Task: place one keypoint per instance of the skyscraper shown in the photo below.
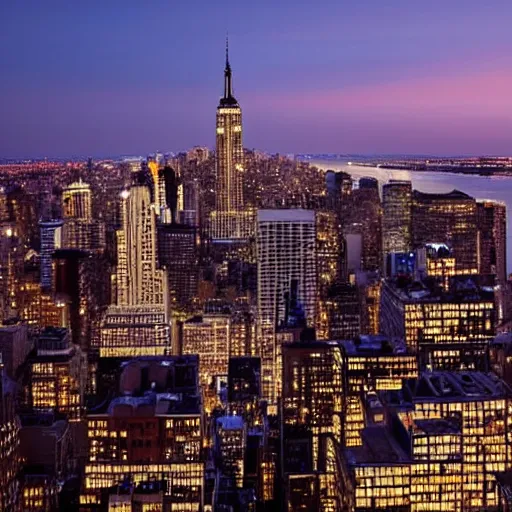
(229, 148)
(450, 219)
(80, 230)
(396, 217)
(139, 281)
(138, 324)
(492, 237)
(230, 219)
(51, 231)
(286, 247)
(76, 201)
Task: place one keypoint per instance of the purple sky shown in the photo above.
(106, 77)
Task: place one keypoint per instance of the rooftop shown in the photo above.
(448, 196)
(448, 386)
(438, 426)
(231, 422)
(374, 345)
(379, 446)
(462, 289)
(286, 215)
(153, 386)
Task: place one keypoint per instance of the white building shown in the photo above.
(286, 249)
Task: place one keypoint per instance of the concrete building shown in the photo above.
(286, 255)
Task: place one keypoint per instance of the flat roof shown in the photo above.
(286, 215)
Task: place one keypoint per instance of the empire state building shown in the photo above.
(230, 220)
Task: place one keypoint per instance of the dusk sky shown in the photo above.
(108, 77)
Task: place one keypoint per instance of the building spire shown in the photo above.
(227, 52)
(228, 87)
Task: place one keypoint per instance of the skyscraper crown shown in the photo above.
(228, 100)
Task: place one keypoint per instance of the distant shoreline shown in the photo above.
(437, 167)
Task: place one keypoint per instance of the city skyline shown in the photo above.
(380, 79)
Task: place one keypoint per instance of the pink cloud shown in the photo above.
(484, 94)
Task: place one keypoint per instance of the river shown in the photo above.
(480, 187)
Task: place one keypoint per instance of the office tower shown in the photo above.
(230, 446)
(139, 281)
(76, 201)
(12, 262)
(343, 311)
(51, 239)
(369, 296)
(372, 363)
(440, 263)
(149, 428)
(328, 263)
(209, 337)
(190, 214)
(57, 378)
(229, 150)
(492, 233)
(171, 183)
(244, 379)
(10, 456)
(230, 220)
(450, 219)
(363, 217)
(436, 445)
(177, 254)
(312, 416)
(500, 356)
(339, 187)
(396, 217)
(15, 345)
(22, 207)
(198, 153)
(80, 230)
(137, 325)
(448, 329)
(286, 255)
(47, 447)
(82, 283)
(134, 331)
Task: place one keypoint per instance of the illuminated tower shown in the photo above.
(51, 231)
(229, 148)
(76, 201)
(139, 282)
(396, 218)
(80, 230)
(229, 215)
(286, 246)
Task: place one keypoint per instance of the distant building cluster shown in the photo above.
(232, 331)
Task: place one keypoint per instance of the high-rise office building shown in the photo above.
(177, 253)
(286, 253)
(139, 281)
(51, 238)
(80, 230)
(230, 220)
(449, 329)
(148, 429)
(57, 374)
(10, 456)
(363, 215)
(492, 237)
(451, 219)
(229, 150)
(76, 201)
(396, 217)
(138, 324)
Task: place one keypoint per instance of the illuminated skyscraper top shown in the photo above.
(229, 148)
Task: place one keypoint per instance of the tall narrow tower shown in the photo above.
(139, 281)
(229, 162)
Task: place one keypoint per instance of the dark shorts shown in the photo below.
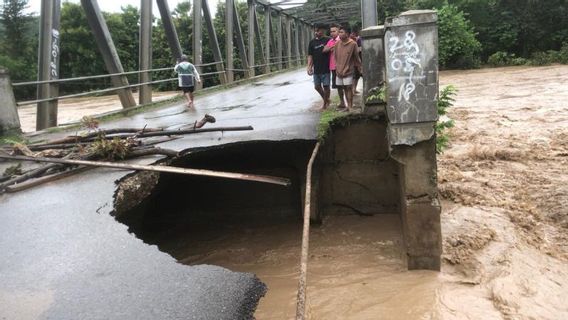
(321, 79)
(333, 77)
(187, 89)
(356, 74)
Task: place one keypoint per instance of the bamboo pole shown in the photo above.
(159, 168)
(302, 282)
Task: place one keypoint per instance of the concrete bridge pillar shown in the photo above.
(402, 58)
(373, 58)
(9, 120)
(411, 64)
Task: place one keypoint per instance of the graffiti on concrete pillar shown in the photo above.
(54, 56)
(410, 66)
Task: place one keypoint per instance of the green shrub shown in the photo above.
(499, 59)
(458, 47)
(563, 54)
(541, 59)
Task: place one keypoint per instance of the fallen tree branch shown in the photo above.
(139, 152)
(181, 132)
(159, 168)
(45, 179)
(72, 139)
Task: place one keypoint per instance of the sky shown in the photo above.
(115, 5)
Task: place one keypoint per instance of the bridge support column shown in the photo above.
(280, 40)
(251, 25)
(145, 52)
(229, 5)
(369, 13)
(48, 63)
(9, 120)
(197, 37)
(411, 55)
(267, 38)
(108, 51)
(420, 207)
(373, 52)
(169, 28)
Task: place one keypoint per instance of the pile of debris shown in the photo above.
(103, 148)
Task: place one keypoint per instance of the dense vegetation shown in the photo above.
(472, 32)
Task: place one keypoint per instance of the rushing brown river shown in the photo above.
(356, 270)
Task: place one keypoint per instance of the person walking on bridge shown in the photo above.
(347, 60)
(329, 47)
(318, 65)
(187, 75)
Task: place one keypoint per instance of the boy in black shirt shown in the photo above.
(318, 64)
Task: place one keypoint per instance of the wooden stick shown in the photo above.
(70, 139)
(159, 168)
(186, 131)
(45, 179)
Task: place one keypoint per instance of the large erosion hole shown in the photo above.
(184, 207)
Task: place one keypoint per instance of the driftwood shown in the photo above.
(76, 146)
(45, 179)
(159, 168)
(54, 145)
(176, 132)
(75, 139)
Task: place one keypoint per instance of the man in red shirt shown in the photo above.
(334, 34)
(347, 61)
(318, 64)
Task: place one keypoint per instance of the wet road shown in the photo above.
(62, 256)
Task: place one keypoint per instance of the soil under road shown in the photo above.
(504, 186)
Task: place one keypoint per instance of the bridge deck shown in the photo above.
(62, 256)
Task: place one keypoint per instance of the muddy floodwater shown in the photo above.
(357, 268)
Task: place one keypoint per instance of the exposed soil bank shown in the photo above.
(505, 188)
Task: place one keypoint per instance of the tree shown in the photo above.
(458, 47)
(15, 25)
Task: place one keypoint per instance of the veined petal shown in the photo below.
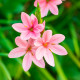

________

▸ **What you have to do**: Transcribe the whole listing above exactly and leave out the pictures.

▸ **Result**:
Task: place one keypoint per instance of the skyscraper shown in the photo below.
(229, 148)
(450, 219)
(80, 230)
(396, 217)
(139, 281)
(138, 324)
(492, 237)
(230, 219)
(51, 231)
(286, 247)
(76, 201)
Task: place one keypoint per instance of the purple sky shown in the photo above.
(106, 77)
Task: place one keypoint per instance of the rooftop shown in the photo above.
(448, 196)
(448, 386)
(438, 426)
(231, 422)
(374, 345)
(379, 446)
(462, 289)
(286, 215)
(153, 386)
Task: place one keypoint per instance of the white building shown in the photo above.
(286, 249)
Task: place one keypoint per instance of the concrete building shown in the photo above.
(286, 255)
Task: place one keypoint per instance of the flat roof shown in the photo above.
(286, 215)
Task: place one keypoint per instance of the empire state building shown in the photo above.
(230, 220)
Task: place one keypoint per instance of the dusk sky shown in the photo above.
(108, 77)
Task: place one keypoint per instance of the building spire shown in the photo above.
(227, 52)
(228, 87)
Task: place one keypoint per instance of the skyscraper crown shown in the photo above.
(228, 100)
Task: place one keypoint per instance of the distant shoreline shown in the photo above.
(437, 167)
Task: place one keypoint per instance of the city skyline shown in the photo above.
(380, 79)
Task: place one keypoint per instance of the pink cloud shown in the photo above.
(484, 94)
Task: place one keypoint per instance of the river shown in the photo above.
(480, 187)
Task: place one keypoint per instance of the office tower shown in the photo above.
(230, 446)
(139, 281)
(76, 201)
(12, 262)
(343, 311)
(51, 239)
(369, 296)
(372, 363)
(440, 263)
(149, 428)
(328, 263)
(209, 337)
(190, 214)
(57, 378)
(229, 150)
(492, 233)
(171, 183)
(244, 379)
(10, 456)
(230, 220)
(450, 219)
(363, 217)
(436, 445)
(177, 254)
(312, 416)
(500, 356)
(339, 187)
(396, 217)
(15, 345)
(22, 207)
(198, 153)
(80, 230)
(137, 325)
(448, 329)
(286, 255)
(47, 447)
(82, 283)
(134, 331)
Task: place one keypoint per instance of the illuminated tower shown in the photo above.
(51, 231)
(229, 148)
(76, 201)
(139, 282)
(396, 218)
(80, 230)
(229, 215)
(286, 246)
Task: place one keypoint per instance of the distant building cluster shown in the photo above.
(232, 331)
Task: place one keypoint per instance of the high-rise office building shown in the photo above.
(177, 253)
(286, 253)
(139, 281)
(51, 238)
(80, 230)
(230, 220)
(449, 329)
(148, 429)
(57, 374)
(10, 456)
(363, 215)
(492, 237)
(451, 219)
(229, 150)
(76, 201)
(396, 217)
(138, 324)
Task: place one keypoint per instance of the illuminated skyscraper top shown in the photo above.
(229, 148)
Task: place one keypoint per instance of the tall narrow tower shown in the photo above.
(139, 281)
(229, 162)
Task: place one keypoint per instance of the dark shorts shown in the photo below.
(321, 79)
(333, 77)
(187, 89)
(356, 74)
Task: place one keypoint per instance of the bamboo pole shown in the photo above.
(159, 168)
(302, 282)
Task: place one keypoint per instance of the concrete bridge pillar shown in the photo above.
(402, 58)
(373, 58)
(9, 120)
(411, 64)
Task: place one keypoint per instance of the graffiti on concrete pillar shown in the photo above.
(54, 56)
(410, 66)
Task: place one keypoint per instance of the green shrub shown in the photo above.
(499, 59)
(458, 47)
(563, 54)
(541, 59)
Task: place one keypoint per instance of the fallen tree branch shown in the photo above.
(139, 152)
(181, 132)
(159, 168)
(45, 179)
(72, 139)
Task: place one keypoint per instance of the sky shown in the photo above.
(115, 5)
Task: place one keypoint per instance of the bridge support column shown in the photo above.
(280, 40)
(251, 25)
(145, 52)
(229, 5)
(369, 13)
(48, 63)
(9, 120)
(197, 37)
(411, 55)
(267, 38)
(108, 51)
(420, 207)
(373, 52)
(169, 28)
Task: place one keypoint per instance of the pile of debris shown in the photo above.
(103, 148)
Task: place one keypoint per instance of the dense vegetation shown in the photo above.
(472, 32)
Task: place one keypoint per instance of the rushing brown river shown in the photo above.
(356, 270)
Task: place one keypoint per instance of the person walking on bridge shown in the photo above.
(347, 60)
(329, 47)
(318, 65)
(187, 75)
Task: place one keypoint per instance of the boy in black shirt shown in the photo above.
(318, 64)
Task: place one keypoint per instance of the wooden stick shown in the photo above.
(70, 139)
(159, 168)
(186, 131)
(45, 179)
Task: place one keypoint per instance of the large erosion hole shown in the photo above.
(184, 207)
Task: place one keypoint per instance of the driftwood shown in the photo above.
(76, 146)
(45, 179)
(159, 168)
(54, 145)
(176, 132)
(75, 139)
Task: place one keypoint per instance of the man in red shirt shown in the photo above.
(334, 34)
(347, 61)
(318, 64)
Task: place one keypoint per instance of the wet road shown in the photo above.
(62, 256)
Task: place one keypoint per instance of the soil under road shown in the photo above.
(504, 186)
Task: place one keypoint per instance of the bridge deck shown in the photo above.
(62, 256)
Task: place one keypoint per instance of the muddy floodwater shown in the photo above.
(357, 268)
Task: place one keypoint per instance of the exposed soil bank shown in the photo above.
(505, 188)
Task: place one keypoint per instance of the tree shown in the photo above.
(458, 47)
(15, 25)
Task: place one keypoint per instance of the veined petal shown in the photo below.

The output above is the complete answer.